Pointing dataset excerpts:
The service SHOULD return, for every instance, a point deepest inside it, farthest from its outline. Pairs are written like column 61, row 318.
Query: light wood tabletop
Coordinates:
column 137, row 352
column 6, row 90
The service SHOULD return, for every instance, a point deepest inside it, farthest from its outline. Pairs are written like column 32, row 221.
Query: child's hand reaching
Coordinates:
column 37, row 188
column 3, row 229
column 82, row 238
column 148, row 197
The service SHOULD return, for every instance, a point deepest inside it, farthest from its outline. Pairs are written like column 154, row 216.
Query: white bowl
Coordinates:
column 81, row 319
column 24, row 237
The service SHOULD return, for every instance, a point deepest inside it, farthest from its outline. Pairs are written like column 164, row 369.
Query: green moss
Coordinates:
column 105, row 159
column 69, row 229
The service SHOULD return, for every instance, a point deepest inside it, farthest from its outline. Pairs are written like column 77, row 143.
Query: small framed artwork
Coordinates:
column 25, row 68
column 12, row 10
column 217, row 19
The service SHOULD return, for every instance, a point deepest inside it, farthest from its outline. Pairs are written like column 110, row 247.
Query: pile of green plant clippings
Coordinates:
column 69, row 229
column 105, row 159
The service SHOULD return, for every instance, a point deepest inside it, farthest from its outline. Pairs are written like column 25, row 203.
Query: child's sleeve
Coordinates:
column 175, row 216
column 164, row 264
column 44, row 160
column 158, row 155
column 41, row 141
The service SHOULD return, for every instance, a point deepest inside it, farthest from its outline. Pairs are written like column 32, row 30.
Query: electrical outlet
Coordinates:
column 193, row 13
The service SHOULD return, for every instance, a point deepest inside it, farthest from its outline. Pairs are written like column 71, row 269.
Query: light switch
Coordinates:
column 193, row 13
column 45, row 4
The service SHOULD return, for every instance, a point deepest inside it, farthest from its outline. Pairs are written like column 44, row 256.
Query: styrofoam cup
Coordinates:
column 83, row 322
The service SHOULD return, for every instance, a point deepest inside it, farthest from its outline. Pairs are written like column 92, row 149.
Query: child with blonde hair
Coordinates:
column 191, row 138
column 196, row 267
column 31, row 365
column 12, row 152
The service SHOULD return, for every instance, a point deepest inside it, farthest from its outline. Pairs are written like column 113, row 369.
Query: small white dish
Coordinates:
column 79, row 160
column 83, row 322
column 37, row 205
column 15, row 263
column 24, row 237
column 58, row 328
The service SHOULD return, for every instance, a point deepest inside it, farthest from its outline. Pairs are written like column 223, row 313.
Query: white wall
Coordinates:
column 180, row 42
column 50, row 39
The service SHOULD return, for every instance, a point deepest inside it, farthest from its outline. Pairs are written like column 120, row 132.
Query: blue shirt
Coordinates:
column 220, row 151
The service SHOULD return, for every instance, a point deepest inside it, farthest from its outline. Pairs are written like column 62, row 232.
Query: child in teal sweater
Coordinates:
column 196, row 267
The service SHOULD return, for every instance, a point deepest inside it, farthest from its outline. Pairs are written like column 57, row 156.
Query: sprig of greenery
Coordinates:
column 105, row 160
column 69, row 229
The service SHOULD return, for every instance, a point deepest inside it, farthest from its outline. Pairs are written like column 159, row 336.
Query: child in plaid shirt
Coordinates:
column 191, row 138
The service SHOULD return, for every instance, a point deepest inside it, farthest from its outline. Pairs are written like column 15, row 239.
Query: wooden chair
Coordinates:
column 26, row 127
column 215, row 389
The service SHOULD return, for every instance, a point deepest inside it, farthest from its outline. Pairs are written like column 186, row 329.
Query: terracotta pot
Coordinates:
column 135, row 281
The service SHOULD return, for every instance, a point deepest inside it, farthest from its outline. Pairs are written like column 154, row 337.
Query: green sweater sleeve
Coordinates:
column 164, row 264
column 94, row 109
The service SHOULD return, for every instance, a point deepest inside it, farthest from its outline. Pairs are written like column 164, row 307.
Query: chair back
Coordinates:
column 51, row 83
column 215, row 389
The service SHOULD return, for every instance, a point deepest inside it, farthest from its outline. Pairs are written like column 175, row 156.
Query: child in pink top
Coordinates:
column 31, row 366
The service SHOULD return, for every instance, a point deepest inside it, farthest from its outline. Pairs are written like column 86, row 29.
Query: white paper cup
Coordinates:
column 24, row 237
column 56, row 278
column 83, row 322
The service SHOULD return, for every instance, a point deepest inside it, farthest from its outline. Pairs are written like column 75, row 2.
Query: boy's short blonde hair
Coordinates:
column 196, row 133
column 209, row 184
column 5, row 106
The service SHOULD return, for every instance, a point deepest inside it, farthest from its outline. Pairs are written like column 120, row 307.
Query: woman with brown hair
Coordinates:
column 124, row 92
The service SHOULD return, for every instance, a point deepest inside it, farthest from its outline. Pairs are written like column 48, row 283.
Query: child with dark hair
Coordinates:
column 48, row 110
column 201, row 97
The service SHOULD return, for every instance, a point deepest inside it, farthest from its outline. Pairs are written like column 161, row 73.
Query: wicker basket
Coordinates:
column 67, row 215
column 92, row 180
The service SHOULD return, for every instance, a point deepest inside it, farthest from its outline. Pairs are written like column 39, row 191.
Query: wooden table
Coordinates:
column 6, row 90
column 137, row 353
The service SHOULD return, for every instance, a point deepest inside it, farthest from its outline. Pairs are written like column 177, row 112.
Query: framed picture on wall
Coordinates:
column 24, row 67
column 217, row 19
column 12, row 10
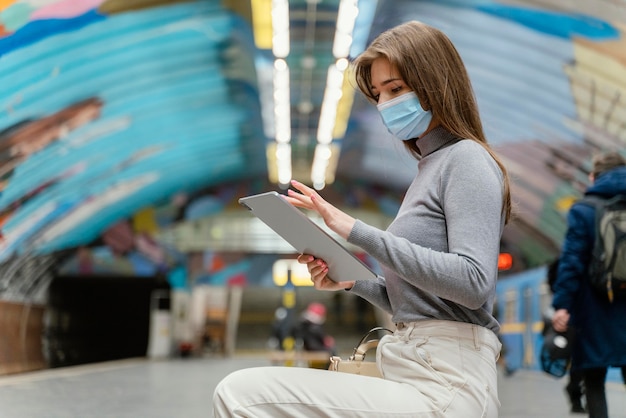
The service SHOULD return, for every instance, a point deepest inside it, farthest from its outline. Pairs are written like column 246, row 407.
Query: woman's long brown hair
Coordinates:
column 431, row 66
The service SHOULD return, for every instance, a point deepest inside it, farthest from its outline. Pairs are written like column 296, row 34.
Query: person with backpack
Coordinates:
column 587, row 292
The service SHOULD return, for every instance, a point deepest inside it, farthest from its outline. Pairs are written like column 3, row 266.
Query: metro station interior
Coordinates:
column 130, row 129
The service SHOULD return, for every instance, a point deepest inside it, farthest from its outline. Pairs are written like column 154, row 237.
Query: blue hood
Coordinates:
column 609, row 184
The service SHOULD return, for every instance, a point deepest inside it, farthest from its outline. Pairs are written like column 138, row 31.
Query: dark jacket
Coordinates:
column 600, row 325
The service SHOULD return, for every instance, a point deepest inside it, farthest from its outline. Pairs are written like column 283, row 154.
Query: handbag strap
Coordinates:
column 365, row 345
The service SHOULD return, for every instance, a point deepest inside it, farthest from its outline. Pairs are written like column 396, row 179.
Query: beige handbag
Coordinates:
column 356, row 363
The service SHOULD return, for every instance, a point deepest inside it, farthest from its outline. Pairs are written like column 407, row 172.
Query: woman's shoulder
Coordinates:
column 470, row 153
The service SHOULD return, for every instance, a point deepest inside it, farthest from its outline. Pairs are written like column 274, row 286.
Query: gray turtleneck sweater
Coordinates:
column 439, row 257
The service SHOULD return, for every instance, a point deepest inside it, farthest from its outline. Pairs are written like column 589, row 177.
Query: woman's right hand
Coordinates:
column 319, row 274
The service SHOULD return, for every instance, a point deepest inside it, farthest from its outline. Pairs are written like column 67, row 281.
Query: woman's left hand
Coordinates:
column 340, row 222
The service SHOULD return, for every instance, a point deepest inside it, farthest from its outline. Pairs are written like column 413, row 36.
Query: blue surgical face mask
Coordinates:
column 404, row 116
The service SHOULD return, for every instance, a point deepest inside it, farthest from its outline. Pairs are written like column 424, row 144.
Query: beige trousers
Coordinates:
column 430, row 368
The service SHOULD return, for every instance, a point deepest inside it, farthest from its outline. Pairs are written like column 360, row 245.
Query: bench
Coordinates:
column 300, row 358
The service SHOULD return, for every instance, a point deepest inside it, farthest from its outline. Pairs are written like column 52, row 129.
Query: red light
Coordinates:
column 505, row 261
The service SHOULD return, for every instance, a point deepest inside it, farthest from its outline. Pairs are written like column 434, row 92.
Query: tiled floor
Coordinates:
column 141, row 388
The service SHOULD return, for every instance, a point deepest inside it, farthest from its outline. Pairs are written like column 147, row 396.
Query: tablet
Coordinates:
column 307, row 237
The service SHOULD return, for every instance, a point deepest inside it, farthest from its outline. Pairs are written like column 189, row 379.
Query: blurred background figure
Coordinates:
column 310, row 330
column 281, row 330
column 575, row 388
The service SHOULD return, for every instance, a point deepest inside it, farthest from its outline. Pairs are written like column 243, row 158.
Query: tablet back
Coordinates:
column 307, row 237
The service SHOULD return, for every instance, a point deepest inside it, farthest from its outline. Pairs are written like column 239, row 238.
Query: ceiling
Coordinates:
column 111, row 108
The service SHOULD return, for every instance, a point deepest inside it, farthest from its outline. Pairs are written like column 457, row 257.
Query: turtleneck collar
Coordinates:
column 437, row 138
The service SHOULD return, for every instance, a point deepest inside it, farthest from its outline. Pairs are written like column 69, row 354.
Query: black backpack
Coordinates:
column 607, row 267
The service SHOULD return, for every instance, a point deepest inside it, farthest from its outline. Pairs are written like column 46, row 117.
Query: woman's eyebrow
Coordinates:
column 385, row 82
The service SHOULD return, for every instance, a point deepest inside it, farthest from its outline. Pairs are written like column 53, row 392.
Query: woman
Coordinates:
column 600, row 325
column 439, row 256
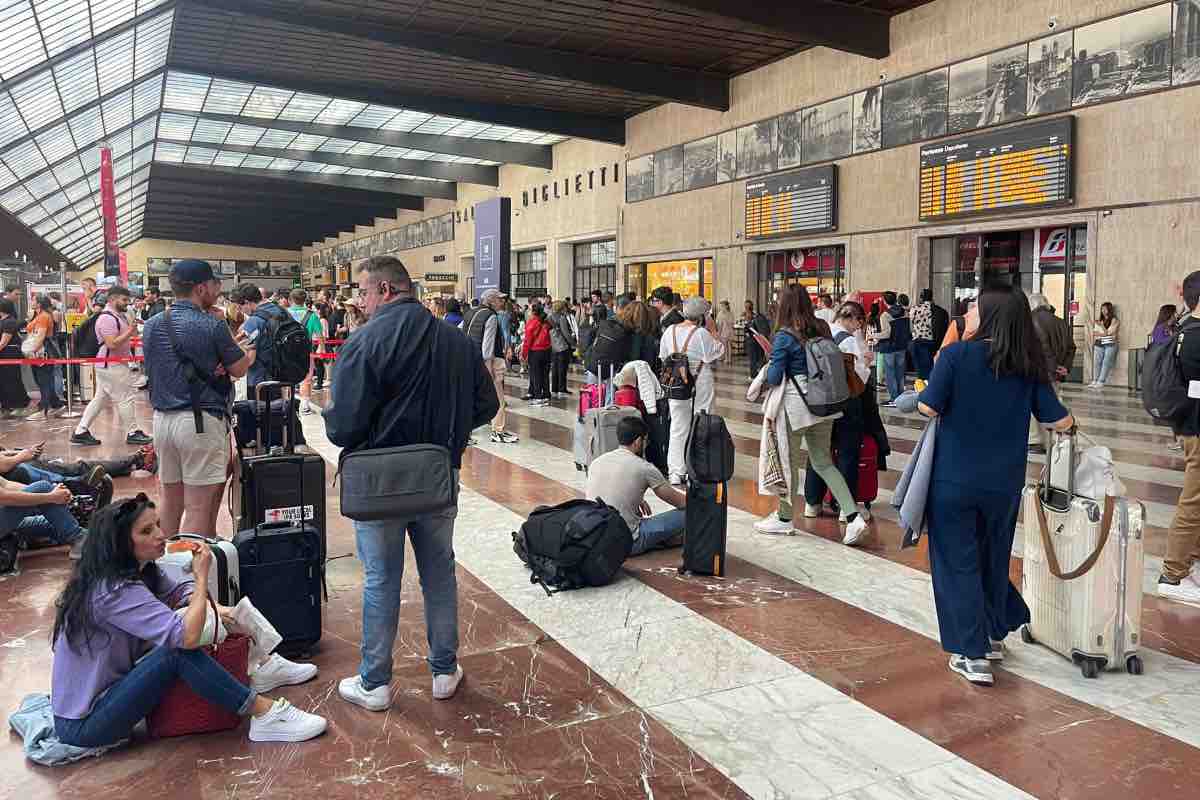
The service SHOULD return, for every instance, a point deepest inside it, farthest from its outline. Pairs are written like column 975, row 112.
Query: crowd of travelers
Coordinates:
column 412, row 372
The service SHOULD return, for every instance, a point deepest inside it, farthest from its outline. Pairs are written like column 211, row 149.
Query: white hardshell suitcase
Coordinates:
column 225, row 576
column 1091, row 615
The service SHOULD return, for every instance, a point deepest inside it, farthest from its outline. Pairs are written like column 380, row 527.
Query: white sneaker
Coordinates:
column 444, row 686
column 277, row 672
column 1185, row 591
column 773, row 525
column 855, row 531
column 352, row 690
column 286, row 722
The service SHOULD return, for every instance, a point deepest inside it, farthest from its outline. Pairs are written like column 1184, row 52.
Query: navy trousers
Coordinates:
column 970, row 545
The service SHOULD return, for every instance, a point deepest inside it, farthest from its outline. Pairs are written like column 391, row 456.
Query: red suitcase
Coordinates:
column 868, row 487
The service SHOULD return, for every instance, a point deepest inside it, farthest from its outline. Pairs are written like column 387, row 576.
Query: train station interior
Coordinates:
column 583, row 154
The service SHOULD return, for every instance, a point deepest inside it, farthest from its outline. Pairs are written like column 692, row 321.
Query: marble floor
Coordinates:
column 811, row 671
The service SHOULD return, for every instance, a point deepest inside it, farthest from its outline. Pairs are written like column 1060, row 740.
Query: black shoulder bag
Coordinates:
column 401, row 482
column 197, row 379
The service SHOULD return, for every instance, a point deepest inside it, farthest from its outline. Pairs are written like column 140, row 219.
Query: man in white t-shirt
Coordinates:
column 622, row 477
column 696, row 335
column 825, row 308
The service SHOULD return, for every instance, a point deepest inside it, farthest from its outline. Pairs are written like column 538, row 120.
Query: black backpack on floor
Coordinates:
column 709, row 451
column 573, row 545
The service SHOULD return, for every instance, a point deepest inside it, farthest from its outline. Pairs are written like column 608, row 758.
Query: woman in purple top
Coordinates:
column 1164, row 325
column 119, row 644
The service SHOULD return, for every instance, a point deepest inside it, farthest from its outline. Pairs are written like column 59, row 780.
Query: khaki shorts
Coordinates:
column 186, row 456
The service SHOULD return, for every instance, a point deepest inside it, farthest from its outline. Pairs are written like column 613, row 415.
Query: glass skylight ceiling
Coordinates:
column 53, row 116
column 76, row 73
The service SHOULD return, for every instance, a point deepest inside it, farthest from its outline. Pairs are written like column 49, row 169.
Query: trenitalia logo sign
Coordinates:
column 108, row 214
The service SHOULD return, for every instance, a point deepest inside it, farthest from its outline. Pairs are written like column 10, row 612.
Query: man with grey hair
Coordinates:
column 1059, row 346
column 696, row 336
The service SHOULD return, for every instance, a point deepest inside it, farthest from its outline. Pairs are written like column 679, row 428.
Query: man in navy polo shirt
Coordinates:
column 191, row 416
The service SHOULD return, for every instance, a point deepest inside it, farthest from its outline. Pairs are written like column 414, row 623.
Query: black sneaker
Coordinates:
column 84, row 439
column 138, row 438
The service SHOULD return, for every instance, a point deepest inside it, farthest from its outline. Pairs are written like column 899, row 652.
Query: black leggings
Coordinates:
column 558, row 376
column 539, row 374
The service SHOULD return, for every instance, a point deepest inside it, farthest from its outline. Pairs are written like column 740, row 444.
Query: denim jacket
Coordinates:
column 787, row 359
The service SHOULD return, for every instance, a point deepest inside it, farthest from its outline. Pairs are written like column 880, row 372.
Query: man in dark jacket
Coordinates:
column 406, row 378
column 1059, row 347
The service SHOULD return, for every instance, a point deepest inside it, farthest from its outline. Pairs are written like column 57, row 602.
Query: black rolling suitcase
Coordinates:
column 279, row 483
column 282, row 569
column 703, row 543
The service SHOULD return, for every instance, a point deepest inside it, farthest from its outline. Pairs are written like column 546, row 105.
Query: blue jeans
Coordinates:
column 1105, row 356
column 381, row 546
column 53, row 522
column 131, row 698
column 657, row 529
column 893, row 372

→ **What the task asks**
Please put the lines into a numbered list, starting at the line that contains "71, row 269." and ending at the line that contains "column 50, row 39", with both of those lines included and any blank lines left out.

→ **Correct response**
1. The service SHOULD return, for every instance, a point deepest inside it, farthest from its outline. Pairs are written like column 71, row 269.
2. Query: light switch
3. Coordinates:
4. column 193, row 13
5. column 45, row 4
6. The service SHOULD return, for every instance, a point deepest inside it, farthest from its outline. Pairs are written like column 44, row 256.
7. Query: styrofoam cup
8. Coordinates:
9. column 83, row 322
10. The service SHOULD return, for every instance, a point deepest inside it, farthest from its outline. Pairs are written like column 92, row 149.
11. Query: child with blonde hair
12. Coordinates:
13. column 191, row 138
14. column 196, row 267
15. column 31, row 365
16. column 12, row 152
17. The service SHOULD return, for every instance, a point deepest inside it, farthest from its outline. Pairs are written like column 113, row 369.
18. Query: small white dish
19. Coordinates:
20. column 79, row 160
21. column 83, row 322
22. column 37, row 205
23. column 15, row 263
24. column 24, row 237
25. column 58, row 328
26. The service SHOULD return, for every instance, a point deepest inside it, farthest from its outline. Pairs are written like column 223, row 313.
27. Query: white wall
28. Coordinates:
29. column 180, row 42
30. column 50, row 39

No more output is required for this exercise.